## TASK DESCRIPTION
In the digital twins overview, what cohort size is given for the framework's scalability validation?

## READING PASSAGE
Overview
Digital twins are virtual replicas of individual patients that integrate multimodal clinical data to simulate health trajectories, evaluate interventions, and support personalized medicine. This project develops computational frameworks that combine agent-based modeling, discrete-event simulation, and machine learning to create dynamic, patient-specific models.
The Problem
Healthcare decisions are often based on population-level evidence that may not reflect an individual patient’s unique circumstances. Clinicians need tools that can:
- Predict how a specific patient’s condition will evolve
- Simulate the likely outcomes of different treatment options
- Account for the complex interactions between comorbidities, medications, and social determinants
Our Approach
We build digital twin frameworks using a hybrid simulation-ML architecture:
Agent-Based Modeling (ABM)
- Each patient is modeled as an autonomous agent with individual health states, risk factors, and care trajectories
- Agents interact with healthcare system components (clinics, specialists, interventions) modeled as entities in the simulation
- Population-level dynamics emerge from individual patient behaviors and system constraints
Discrete-Event Simulation (DES)
- Clinical encounters, procedures, and transitions are modeled as discrete events with stochastic timing
- Resource allocation and care pathway bottlenecks are captured to evaluate system-wide impacts
Machine Learning Integration
- Predictive models inform agent state transitions using real-world EHR data
- Transformer-based architectures capture complex temporal dependencies in patient histories
- Risk stratification models are continuously updated with incoming data
Applications
- Fall Risk Stratification — Real-time risk assessment for elderly patients using multimodal data (EHR, sensors, imaging)
- What-If Scenario Analysis — Comparing intervention strategies before implementation
- Population Health Simulation — Modeling disease burden and intervention impact at scale
Technical Capabilities
| Capability | Details |
|---|---|
| Multimodal Data Fusion | EHR, wearable sensors, imaging, social determinants |
| Stochastic Simulation | Monte Carlo methods for uncertainty quantification |
| Real-Time Updates | Online learning from streaming patient data |
| Scalability | Validated on cohorts of 7M+ patients |
This research is supported by NIH-funded projects through the Advancing Healthier Wisconsin Endowment and the CTSI Pilot-BERD program.

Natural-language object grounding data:

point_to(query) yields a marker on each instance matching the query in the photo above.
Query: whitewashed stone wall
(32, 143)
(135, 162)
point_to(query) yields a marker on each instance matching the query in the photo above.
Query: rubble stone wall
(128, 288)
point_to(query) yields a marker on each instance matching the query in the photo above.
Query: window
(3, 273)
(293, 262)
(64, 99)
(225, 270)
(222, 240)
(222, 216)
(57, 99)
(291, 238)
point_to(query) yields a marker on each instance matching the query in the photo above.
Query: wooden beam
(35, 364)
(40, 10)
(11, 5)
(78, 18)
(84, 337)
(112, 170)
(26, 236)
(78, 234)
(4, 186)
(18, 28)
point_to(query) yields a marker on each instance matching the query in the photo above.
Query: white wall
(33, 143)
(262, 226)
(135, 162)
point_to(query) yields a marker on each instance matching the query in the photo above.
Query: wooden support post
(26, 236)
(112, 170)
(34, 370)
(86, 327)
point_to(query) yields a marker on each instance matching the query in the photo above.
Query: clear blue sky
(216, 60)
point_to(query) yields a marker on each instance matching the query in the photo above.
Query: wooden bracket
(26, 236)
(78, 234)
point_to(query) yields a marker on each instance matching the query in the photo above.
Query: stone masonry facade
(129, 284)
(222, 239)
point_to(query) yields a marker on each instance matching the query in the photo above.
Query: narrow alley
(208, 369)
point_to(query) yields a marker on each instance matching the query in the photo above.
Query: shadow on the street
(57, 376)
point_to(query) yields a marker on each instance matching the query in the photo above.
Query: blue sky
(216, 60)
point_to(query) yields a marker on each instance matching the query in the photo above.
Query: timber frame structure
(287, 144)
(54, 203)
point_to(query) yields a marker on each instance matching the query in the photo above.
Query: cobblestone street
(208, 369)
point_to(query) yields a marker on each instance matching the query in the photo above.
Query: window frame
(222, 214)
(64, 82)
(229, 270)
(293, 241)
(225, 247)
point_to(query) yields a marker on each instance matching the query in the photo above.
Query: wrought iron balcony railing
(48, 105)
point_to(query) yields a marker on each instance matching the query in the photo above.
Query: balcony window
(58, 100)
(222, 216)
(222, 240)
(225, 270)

## SOLUTION FOR THIS PROBLEM
Cohorts of 7M+ patients.